** What is needed **
Extract every line of the material below and reproduce each one word for word, with nothing altered.

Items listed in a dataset
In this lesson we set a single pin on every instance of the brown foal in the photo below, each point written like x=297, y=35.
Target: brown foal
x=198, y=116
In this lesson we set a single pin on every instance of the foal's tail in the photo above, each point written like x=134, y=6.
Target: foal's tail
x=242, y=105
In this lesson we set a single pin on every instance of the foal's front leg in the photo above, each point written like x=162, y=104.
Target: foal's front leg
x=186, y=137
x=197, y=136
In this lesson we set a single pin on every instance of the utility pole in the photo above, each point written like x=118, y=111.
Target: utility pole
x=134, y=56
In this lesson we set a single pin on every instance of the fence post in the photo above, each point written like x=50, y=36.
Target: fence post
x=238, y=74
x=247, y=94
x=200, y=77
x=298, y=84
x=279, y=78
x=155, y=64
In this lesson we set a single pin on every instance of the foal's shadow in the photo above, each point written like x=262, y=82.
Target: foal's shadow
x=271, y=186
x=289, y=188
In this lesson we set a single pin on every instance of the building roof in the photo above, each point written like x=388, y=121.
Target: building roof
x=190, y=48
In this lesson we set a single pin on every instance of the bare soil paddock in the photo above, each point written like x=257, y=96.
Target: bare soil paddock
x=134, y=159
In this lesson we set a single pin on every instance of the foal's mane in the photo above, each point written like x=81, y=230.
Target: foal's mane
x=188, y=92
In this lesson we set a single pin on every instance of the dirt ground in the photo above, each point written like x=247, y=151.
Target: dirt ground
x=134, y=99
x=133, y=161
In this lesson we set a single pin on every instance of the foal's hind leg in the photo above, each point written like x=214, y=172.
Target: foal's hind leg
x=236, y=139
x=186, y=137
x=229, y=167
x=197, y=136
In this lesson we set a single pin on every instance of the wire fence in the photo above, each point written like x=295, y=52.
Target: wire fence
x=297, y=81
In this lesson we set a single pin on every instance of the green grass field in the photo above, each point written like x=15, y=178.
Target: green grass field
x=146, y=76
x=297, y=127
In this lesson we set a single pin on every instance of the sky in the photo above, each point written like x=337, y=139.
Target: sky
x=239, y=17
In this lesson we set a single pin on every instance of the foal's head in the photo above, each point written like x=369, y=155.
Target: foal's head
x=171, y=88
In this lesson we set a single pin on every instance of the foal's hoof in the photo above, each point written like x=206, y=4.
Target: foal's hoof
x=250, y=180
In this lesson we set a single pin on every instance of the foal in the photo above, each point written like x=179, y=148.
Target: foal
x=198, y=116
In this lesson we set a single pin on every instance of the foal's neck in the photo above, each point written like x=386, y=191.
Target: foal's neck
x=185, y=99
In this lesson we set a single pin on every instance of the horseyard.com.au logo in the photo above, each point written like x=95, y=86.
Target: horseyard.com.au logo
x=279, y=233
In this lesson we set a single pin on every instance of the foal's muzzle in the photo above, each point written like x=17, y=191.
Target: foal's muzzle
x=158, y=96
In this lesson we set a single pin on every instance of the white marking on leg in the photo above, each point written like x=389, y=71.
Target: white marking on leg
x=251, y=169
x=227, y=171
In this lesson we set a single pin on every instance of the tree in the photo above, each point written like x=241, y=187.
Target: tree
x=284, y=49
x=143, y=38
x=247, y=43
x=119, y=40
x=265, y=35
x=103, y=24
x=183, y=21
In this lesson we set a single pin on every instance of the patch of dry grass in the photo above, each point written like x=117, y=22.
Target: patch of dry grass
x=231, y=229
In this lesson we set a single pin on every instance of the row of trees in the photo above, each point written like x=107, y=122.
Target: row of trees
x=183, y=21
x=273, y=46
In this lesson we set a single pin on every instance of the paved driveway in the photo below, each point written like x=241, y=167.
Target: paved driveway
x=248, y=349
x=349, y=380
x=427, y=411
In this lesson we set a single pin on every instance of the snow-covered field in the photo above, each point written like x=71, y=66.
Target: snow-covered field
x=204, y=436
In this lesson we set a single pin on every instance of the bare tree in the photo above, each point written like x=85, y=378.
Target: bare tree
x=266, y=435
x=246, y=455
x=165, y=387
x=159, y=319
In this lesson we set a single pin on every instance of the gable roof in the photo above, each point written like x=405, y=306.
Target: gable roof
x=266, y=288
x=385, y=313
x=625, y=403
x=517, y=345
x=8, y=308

** Output of the task **
In this lesson we set a single pin on every instance of the brown foal in the photo below, each point written like x=297, y=35.
Target: brown foal
x=198, y=116
In this lesson we set a single pin on every instance of the foal's tail in the photo above, each point written like x=134, y=6.
Target: foal's tail
x=242, y=105
In this lesson we set a single pin on every instance of the foal's front leg in the photo above, each point written like x=162, y=104.
Target: foal's front leg
x=186, y=137
x=197, y=136
In this lesson we set a single pin on every instance of the utility pole in the photo above, each point written like x=118, y=111.
Target: utility pole
x=134, y=56
In this lesson we set a single pin on every instance of the fence post in the photo above, each point written like x=50, y=36.
Target: fence post
x=238, y=74
x=247, y=94
x=200, y=77
x=298, y=84
x=279, y=78
x=155, y=64
In this lesson we set a single pin on every instance of the foal's shadow in the photo above, each point written like x=262, y=82.
Target: foal's shadow
x=271, y=186
x=289, y=188
In this lesson we set a single pin on every instance of the building roof in the photo above, each point written like x=388, y=121.
Target: building roof
x=190, y=48
In this lesson we set a single pin on every instance of the bare soil paddock in the photo above, each point written like x=257, y=96.
Target: bare soil paddock
x=134, y=159
In this lesson we set a single pin on every instance of the foal's mane in the photo above, each point written like x=81, y=230.
Target: foal's mane
x=188, y=92
In this lesson we set a single pin on every instance of the dirt ground in the photo above, each point written like x=247, y=151.
Target: dirt ground
x=134, y=99
x=133, y=161
In this lesson we set a single pin on every instance of the foal's hind leg in the photo above, each point written like x=214, y=172.
Target: foal's hind leg
x=236, y=139
x=186, y=137
x=229, y=167
x=197, y=136
In this lesson we set a single pin on every instance of the wire fence in the photo above, each point written like x=295, y=52.
Target: wire fence
x=297, y=81
In this lesson we set a single pin on every instance of the green grass field in the photo above, each point written like x=15, y=178.
Target: green grass field
x=146, y=76
x=297, y=127
In this lesson we set a single pin on every instance of the sky in the photo above, each point written like x=337, y=139.
Target: sky
x=239, y=17
In this lesson we set a single pin on every instance of the foal's head in the photo above, each point written like x=369, y=155.
Target: foal's head
x=171, y=88
In this lesson we set a single pin on every instance of the foal's hoof in the photo above, each point written like x=206, y=4.
Target: foal's hoof
x=250, y=180
In this lesson we set a single pin on every instance of the foal in the photo above, each point written like x=179, y=148.
Target: foal
x=198, y=116
In this lesson we set a single pin on every instance of the foal's neck in the photo above, each point written like x=386, y=191.
Target: foal's neck
x=185, y=99
In this lesson we set a single pin on every instance of the horseyard.com.au logo in the photo above, each point written like x=95, y=86.
Target: horseyard.com.au logo
x=279, y=233
In this lesson we set a single pin on every instance of the foal's muzzle in the photo above, each point written like x=17, y=191.
Target: foal's muzzle
x=158, y=96
In this lesson we set a single pin on every instance of the white marking on leg in the photo above, each point written like x=389, y=71.
Target: white marking on leg
x=251, y=169
x=227, y=171
In this lesson we set a single pin on every instance of the tree in the photo above, each point written like x=241, y=187.
Target: tree
x=284, y=49
x=143, y=38
x=247, y=43
x=119, y=40
x=265, y=35
x=103, y=24
x=183, y=21
In this lesson we set a single pin on every instance of the patch of dry grass in the photo above, each point written like x=117, y=22.
Target: patch of dry grass
x=231, y=229
In this lesson we set a single pin on every instance of the row of trees in the photo above, each point written like x=107, y=122.
Target: row of trees
x=183, y=21
x=273, y=46
In this lesson we set a single pin on every instance of the paved driveway in the photo below, each point written like x=241, y=167.
Target: paved driveway
x=248, y=349
x=349, y=380
x=427, y=411
In this lesson we set a single pin on every instance of the snow-covered field in the photo above, each point written like x=71, y=66.
Target: snow-covered field
x=204, y=436
In this lesson we set a single pin on every instance of the bare tree in the photo above, each point written like x=85, y=378.
Target: bare tree
x=266, y=435
x=246, y=455
x=165, y=387
x=159, y=319
In this lesson we set a single pin on every instance of the gable roof in the photo above, each point written like x=405, y=306.
Target: gable roof
x=266, y=288
x=385, y=313
x=625, y=403
x=517, y=345
x=8, y=308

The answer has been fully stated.